* **Textauszug**
········
Anmeldungsdatum: 18.11.2020
Beiträge: 2

Beitrag Eudoxus Verfasst am: 18. Nov 2020 20:59    Titel: Warum Newton'sche "Axiome"? Antworten mit Zitat

Meine Frage:
Aus 'Wortbedeutung.info'
Axiom:
1) meist Philosophie: unbeweisbare aber in sich einsichtige Wahrheit, die daher nicht bewiesen werden muss und allgemein als gültig und richtig anerkannt wird
2) meist Mathematik, Logik: nicht abgeleitete Aussage, die als Ausgangspunkt einer deduktiven Theorie dient

Warum werden Newons Postulate "Axiome" genannt? Die Aussagen sind doch sehr wohl beweisbar?




Meine Ideen:
Ich könnte von mir aus die zweite Aussage "F=ma" als Definition der Kraft sehen, aber wo ist die Axiomatik hier?
ML



Anmeldungsdatum: 17.04.2013
Beiträge: 3390

Beitrag ML Verfasst am: 18. Nov 2020 23:18    Titel: Re: Warum Newton'sche "Axiome"? Antworten mit Zitat

Hallo,

Eudoxus hat Folgendes geschrieben:

Warum werden Newons Postulate "Axiome" genannt? Die Aussagen sind doch sehr wohl beweisbar?


in den Naturwissenschaften kann man Gesetzmäßigkeiten immer nur experimentell belegen, aber nie sicher beweisen. Allenfalls kann man beweisen, dass Vermutungen unzutreffend sind.

Ich denke, der Begriff "Axiom" drückt im Wesentlichen aus, dass ausgehend von den Axiomen alle weiteren wesentlichen Aussagen innerhalb der Theorie abgeleitet werden können. Der Begriff bezieht sich also mehr auf "Vollständigkeit" als auf "unbewiesen".



Viele Grüße
Michael
Eudoxus



Anmeldungsdatum: 18.11.2020
Beiträge: 2

Beitrag Eudoxus Verfasst am: 19. Nov 2020 08:42    Titel: Antworten mit Zitat

Erstmal Danke für die Antwort. Ich bin allerdings noch nicht richtig zufriedengestellt.

[q] in den Naturwissenschaften kann man Gesetzmäßigkeiten immer nur experimentell belegen, aber nie sicher beweisen. Allenfalls kann man beweisen, dass Vermutungen unzutreffend sind.[/q]

Das stimmt. Den Wahrheitsgehalt von Gesetzmäßigkeiten kann man aber dennoch untersuchen. Das gilt auch für Newtons Gesetze. Ich kann ja experimentell prüfen und verwerfen. "Axiome" haben keinen untersuchbaren Wahrheitsgehalt, Axiome geben das Grundgerüst, aus dem weitere Aussagen ableitbar sind.
········
* **Datensatz**
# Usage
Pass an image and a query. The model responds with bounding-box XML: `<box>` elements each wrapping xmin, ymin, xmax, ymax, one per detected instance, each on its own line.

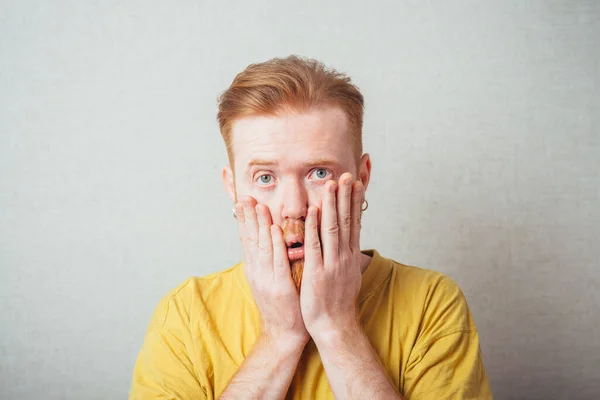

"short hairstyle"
<box><xmin>217</xmin><ymin>55</ymin><xmax>364</xmax><ymax>167</ymax></box>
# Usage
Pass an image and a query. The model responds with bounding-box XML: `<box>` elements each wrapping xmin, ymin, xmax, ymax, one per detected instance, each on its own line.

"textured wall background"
<box><xmin>0</xmin><ymin>0</ymin><xmax>600</xmax><ymax>399</ymax></box>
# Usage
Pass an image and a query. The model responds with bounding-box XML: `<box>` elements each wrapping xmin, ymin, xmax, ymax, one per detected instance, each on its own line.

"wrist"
<box><xmin>261</xmin><ymin>332</ymin><xmax>310</xmax><ymax>354</ymax></box>
<box><xmin>311</xmin><ymin>321</ymin><xmax>364</xmax><ymax>348</ymax></box>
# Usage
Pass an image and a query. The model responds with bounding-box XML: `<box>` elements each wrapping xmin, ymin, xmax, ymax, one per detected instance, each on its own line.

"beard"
<box><xmin>282</xmin><ymin>220</ymin><xmax>304</xmax><ymax>293</ymax></box>
<box><xmin>290</xmin><ymin>259</ymin><xmax>304</xmax><ymax>293</ymax></box>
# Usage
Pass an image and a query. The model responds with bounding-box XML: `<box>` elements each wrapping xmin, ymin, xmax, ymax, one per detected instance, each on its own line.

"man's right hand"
<box><xmin>235</xmin><ymin>196</ymin><xmax>310</xmax><ymax>347</ymax></box>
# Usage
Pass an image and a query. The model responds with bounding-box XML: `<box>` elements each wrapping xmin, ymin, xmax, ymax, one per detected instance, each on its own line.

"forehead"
<box><xmin>231</xmin><ymin>107</ymin><xmax>353</xmax><ymax>168</ymax></box>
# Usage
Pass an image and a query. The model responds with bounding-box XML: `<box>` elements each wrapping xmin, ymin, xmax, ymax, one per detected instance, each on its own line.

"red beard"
<box><xmin>282</xmin><ymin>220</ymin><xmax>304</xmax><ymax>293</ymax></box>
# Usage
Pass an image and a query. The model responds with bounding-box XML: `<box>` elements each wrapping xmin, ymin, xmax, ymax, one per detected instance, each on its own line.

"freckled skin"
<box><xmin>223</xmin><ymin>107</ymin><xmax>370</xmax><ymax>290</ymax></box>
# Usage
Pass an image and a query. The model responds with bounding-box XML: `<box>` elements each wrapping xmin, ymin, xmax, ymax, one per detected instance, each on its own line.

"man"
<box><xmin>130</xmin><ymin>57</ymin><xmax>492</xmax><ymax>399</ymax></box>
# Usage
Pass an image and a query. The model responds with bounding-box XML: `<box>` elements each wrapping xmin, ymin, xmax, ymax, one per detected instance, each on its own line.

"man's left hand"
<box><xmin>300</xmin><ymin>173</ymin><xmax>364</xmax><ymax>340</ymax></box>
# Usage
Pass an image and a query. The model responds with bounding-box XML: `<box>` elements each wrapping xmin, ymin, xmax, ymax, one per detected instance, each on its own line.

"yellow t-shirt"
<box><xmin>130</xmin><ymin>250</ymin><xmax>492</xmax><ymax>400</ymax></box>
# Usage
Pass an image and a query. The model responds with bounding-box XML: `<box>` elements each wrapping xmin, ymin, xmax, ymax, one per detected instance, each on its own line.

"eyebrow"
<box><xmin>248</xmin><ymin>158</ymin><xmax>339</xmax><ymax>169</ymax></box>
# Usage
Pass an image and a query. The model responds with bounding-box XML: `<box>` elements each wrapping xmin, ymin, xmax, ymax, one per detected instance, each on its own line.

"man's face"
<box><xmin>223</xmin><ymin>108</ymin><xmax>370</xmax><ymax>286</ymax></box>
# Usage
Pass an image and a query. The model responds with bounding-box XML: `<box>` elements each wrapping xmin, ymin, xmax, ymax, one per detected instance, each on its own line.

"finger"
<box><xmin>321</xmin><ymin>181</ymin><xmax>340</xmax><ymax>265</ymax></box>
<box><xmin>235</xmin><ymin>203</ymin><xmax>252</xmax><ymax>264</ymax></box>
<box><xmin>255</xmin><ymin>204</ymin><xmax>273</xmax><ymax>274</ymax></box>
<box><xmin>304</xmin><ymin>206</ymin><xmax>323</xmax><ymax>269</ymax></box>
<box><xmin>243</xmin><ymin>196</ymin><xmax>258</xmax><ymax>253</ymax></box>
<box><xmin>271</xmin><ymin>225</ymin><xmax>292</xmax><ymax>280</ymax></box>
<box><xmin>350</xmin><ymin>181</ymin><xmax>365</xmax><ymax>254</ymax></box>
<box><xmin>337</xmin><ymin>173</ymin><xmax>354</xmax><ymax>249</ymax></box>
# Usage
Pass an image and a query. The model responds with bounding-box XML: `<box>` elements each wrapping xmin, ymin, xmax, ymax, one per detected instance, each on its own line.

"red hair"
<box><xmin>217</xmin><ymin>56</ymin><xmax>364</xmax><ymax>167</ymax></box>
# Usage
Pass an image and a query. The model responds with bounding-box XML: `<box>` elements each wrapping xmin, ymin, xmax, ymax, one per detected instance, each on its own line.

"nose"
<box><xmin>281</xmin><ymin>181</ymin><xmax>308</xmax><ymax>219</ymax></box>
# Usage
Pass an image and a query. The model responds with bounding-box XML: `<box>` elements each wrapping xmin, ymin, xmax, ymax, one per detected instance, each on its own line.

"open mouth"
<box><xmin>286</xmin><ymin>239</ymin><xmax>304</xmax><ymax>261</ymax></box>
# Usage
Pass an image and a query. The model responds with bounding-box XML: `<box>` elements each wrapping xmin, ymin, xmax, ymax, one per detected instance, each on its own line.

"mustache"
<box><xmin>281</xmin><ymin>219</ymin><xmax>305</xmax><ymax>237</ymax></box>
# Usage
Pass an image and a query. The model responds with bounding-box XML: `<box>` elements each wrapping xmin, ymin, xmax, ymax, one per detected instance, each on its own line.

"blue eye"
<box><xmin>258</xmin><ymin>174</ymin><xmax>273</xmax><ymax>185</ymax></box>
<box><xmin>313</xmin><ymin>168</ymin><xmax>329</xmax><ymax>179</ymax></box>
········
* **Deine Aufgaben**
• a. Beantworte diese Fragen zum Textauszug über Newtons Axiome:
(i) Welche Formel könnte Eudoxus als Definition der Kraft sehen?
(ii) Worauf bezieht sich der Begriff „Axiom“ laut ML eher als auf „unbewiesen“?
(iii) An welchem Tag und um welche Uhrzeit verfasste Eudoxus den Beitrag, der mit „Erstmal Danke für die Antwort.“ beginnt?
• b. Führe den Textauszug über Newtons Axiome nach seinem letzten Satz fort.

* **Gegebene Antworten**
• a.
(i) F=ma
(ii) Auf „Vollständigkeit“
(iii) Am 19. Nov 2020 um 08:42

• b.
Was du mit "Vollständigkeit" meinst, wird mir nicht ganz klar, kannst du das erläutern?
Danke nochmal smile
DrStupid



Anmeldungsdatum: 07.10.2009
Beiträge: 5041

Beitrag DrStupid Verfasst am: 19. Nov 2020 09:03    Titel: Re: Warum Newton'sche "Axiome"? Antworten mit Zitat

Eudoxus hat Folgendes geschrieben:
Warum werden Newons Postulate "Axiome" genannt? Die Aussagen sind doch sehr wohl beweisbar?


Das kommt darauf an, was man als bekannt voraussetzt. Wenn Du beispielse nicht weißt, ob ein System abgeschlossen und inertial ist, dann kannst Du sie nicht beweisen oder widerlegen.

So ist das allerdings nicht gemeint. Newton hat ja experimentelle Belege für die Gültigkeit seiner Axiome vorgelegt. Ich nehme an, dass er von Axiomen spricht, weil sie nur gemeinsam gelten und nicht jedes für sich allein.

Eudoxus hat Folgendes geschrieben:
Ich könnte von mir aus die zweite Aussage "F=ma" als Definition der Kraft sehen, aber wo ist die Axiomatik hier?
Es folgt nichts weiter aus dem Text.